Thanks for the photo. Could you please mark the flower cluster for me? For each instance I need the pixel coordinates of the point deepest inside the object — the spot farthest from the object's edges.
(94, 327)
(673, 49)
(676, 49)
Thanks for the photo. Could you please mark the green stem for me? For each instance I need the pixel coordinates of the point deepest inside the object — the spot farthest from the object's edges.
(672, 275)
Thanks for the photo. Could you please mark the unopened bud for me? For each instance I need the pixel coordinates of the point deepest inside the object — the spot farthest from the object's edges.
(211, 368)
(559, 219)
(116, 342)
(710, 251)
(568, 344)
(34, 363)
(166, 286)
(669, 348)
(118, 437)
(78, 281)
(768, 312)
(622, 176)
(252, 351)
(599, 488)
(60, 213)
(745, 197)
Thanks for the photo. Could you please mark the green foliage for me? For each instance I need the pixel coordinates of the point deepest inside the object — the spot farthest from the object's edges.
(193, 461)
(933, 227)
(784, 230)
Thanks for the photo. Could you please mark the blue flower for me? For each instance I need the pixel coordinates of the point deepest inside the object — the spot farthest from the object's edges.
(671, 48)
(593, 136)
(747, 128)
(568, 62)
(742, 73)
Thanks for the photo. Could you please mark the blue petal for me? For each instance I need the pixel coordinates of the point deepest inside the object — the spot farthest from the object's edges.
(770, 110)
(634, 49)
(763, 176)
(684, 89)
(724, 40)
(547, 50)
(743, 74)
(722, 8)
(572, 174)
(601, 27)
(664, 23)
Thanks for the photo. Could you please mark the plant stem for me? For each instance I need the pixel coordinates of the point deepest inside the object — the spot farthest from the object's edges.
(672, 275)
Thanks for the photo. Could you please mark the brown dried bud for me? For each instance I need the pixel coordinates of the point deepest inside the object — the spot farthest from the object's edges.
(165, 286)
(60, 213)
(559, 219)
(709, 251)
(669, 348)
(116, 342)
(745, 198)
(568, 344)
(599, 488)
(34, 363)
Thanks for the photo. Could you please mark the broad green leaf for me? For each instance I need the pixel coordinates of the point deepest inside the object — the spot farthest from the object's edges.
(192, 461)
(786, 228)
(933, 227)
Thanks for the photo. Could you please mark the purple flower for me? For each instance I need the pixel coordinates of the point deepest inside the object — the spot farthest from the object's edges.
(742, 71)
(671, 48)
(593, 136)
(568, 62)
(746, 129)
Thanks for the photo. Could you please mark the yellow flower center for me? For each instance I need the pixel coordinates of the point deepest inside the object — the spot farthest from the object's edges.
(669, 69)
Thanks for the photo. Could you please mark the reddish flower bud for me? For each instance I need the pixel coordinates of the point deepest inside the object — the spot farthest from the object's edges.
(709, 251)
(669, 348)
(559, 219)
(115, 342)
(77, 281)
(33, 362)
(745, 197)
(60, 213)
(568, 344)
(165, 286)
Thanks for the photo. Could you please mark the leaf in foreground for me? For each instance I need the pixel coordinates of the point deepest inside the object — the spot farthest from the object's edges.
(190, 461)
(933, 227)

****************

» Written problem
Starting at the line that contains "Thanks for the photo. Could you please mark the yellow" and ending with the last line of the material, write out every line again, requests included, and shift each pair of coordinates by adding 114 to both numbers.

» Worked solution
Thanks for the photo. Could you please mark the yellow flower center for me? For each instance I need the pixel coordinates of the point deepest inside the object — the spot farthest from the object's edges.
(783, 183)
Thanks for the photo. Could you please mark the reddish flower bud for me? For each instance I need the pixel coordinates of the point deepest inside the object — the spot farthest from the object's edges.
(823, 365)
(783, 462)
(673, 333)
(229, 456)
(191, 395)
(147, 476)
(859, 311)
(174, 327)
(682, 458)
(279, 400)
Thanks for the photo. Could you please mark the leaf in foreground for me? For each instance I need the pixel coordinates of the point deepest inside the object — the spot farthest from the object's edges.
(304, 575)
(1047, 341)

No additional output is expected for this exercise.